== Text block ==
Almost precisely a year ago, John Menadue’s Pearls and Irritations published an essay by this author entitled, “Think tanks have put British democracy at risk.” It was part of a trio of essays that explored the concept of “competitive authoritarianism” in Australia, the UK and the US.
Competitive authoritarianism is a most useful term to help understand how nations that consider themselves democratically governed can become illiberal or even authoritarian in nature. It was devised by two academics, Levitsky and Way in 2002. They described nations where the competitive process in elections still takes place. There is still the prospect of the incumbent losing. The scales, however, become by fits and starts almost insuperably weighted in the incumbent’s favour.
The academics use the analogy of a sporting field firmly tilted towards one side’s goal, with the referees working for the empowered team. The misuse of government money and partisan appointments are compounded by disinformation with a partisan media amplifying the government’s propaganda.
Lies, rorts and partisan appointments overwhelming statutory bodies are all familiar to Australians. The May election marked us as lucky. In part, our electorate is becoming increasingly jaded about the pro-government messaging of corporate media (and the battered national broadcaster). More protective still, however, is the strong system that operates our democracy. Ranked choice voting, compulsory preferential voting and an independent electoral commission are all factors that helped us pause the democratic decay, allowing us time to re-evaluate.

== Supplied information ==
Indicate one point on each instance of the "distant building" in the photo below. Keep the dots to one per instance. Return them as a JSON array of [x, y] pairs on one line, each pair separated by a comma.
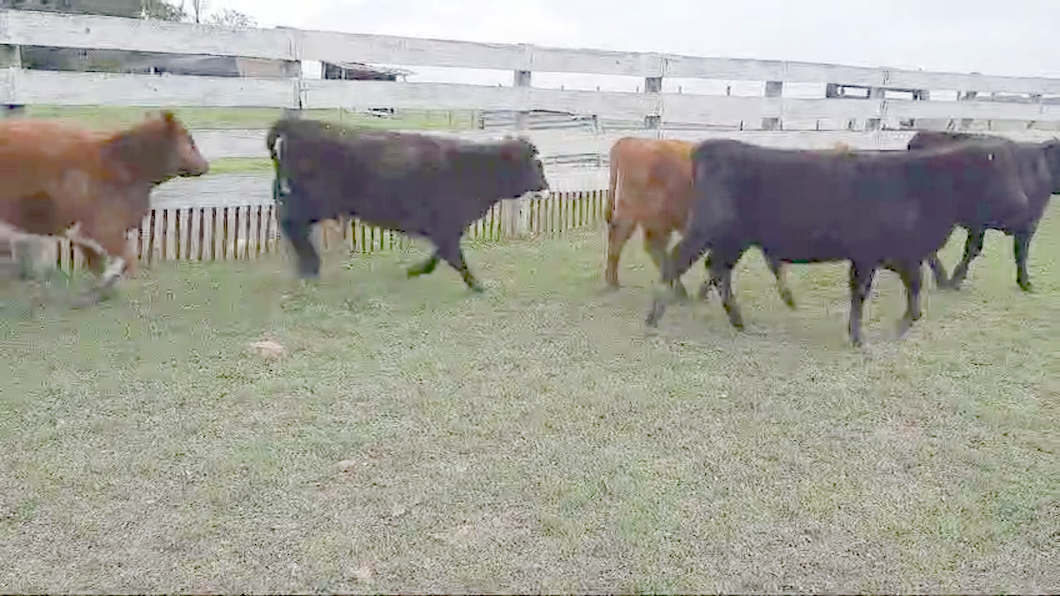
[[360, 71], [129, 9]]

== Required work ==
A - In the essay on competitive authoritarianism, rewrite the paragraph beginning "Competitive authoritarianism is a most useful term" as a short bulleted list that keeps its main facts.
B - According to the essay on competitive authoritarianism, which features of Australia's democratic system helped pause the democratic decay?
C - Return the passage of the essay on competitive authoritarianism from "Competitive authoritarianism is" to "the government’s propaganda.", word for word.
The material shown above comes from a separate source.

== Answers per task ==
A -
- The term helps explain how nations that see themselves as democratic can become illiberal or even authoritarian.
- Levitsky and Way devised it in 2002.
- In such nations, competitive elections still take place, and the incumbent can still lose.
- By fits and starts, the scales become almost insuperably weighted in the incumbent's favor.

B - Ranked choice voting, compulsory preferential voting, and an independent electoral commission.

C -
Competitive authoritarianism is a most useful term to help understand how nations that consider themselves democratically governed can become illiberal or even authoritarian in nature. It was devised by two academics, Levitsky and Way in 2002. They described nations where the competitive process in elections still takes place. There is still the prospect of the incumbent losing. The scales, however, become by fits and starts almost insuperably weighted in the incumbent’s favour.
The academics use the analogy of a sporting field firmly tilted towards one side’s goal, with the referees working for the empowered team. The misuse of government money and partisan appointments are compounded by disinformation with a partisan media amplifying the government’s propaganda.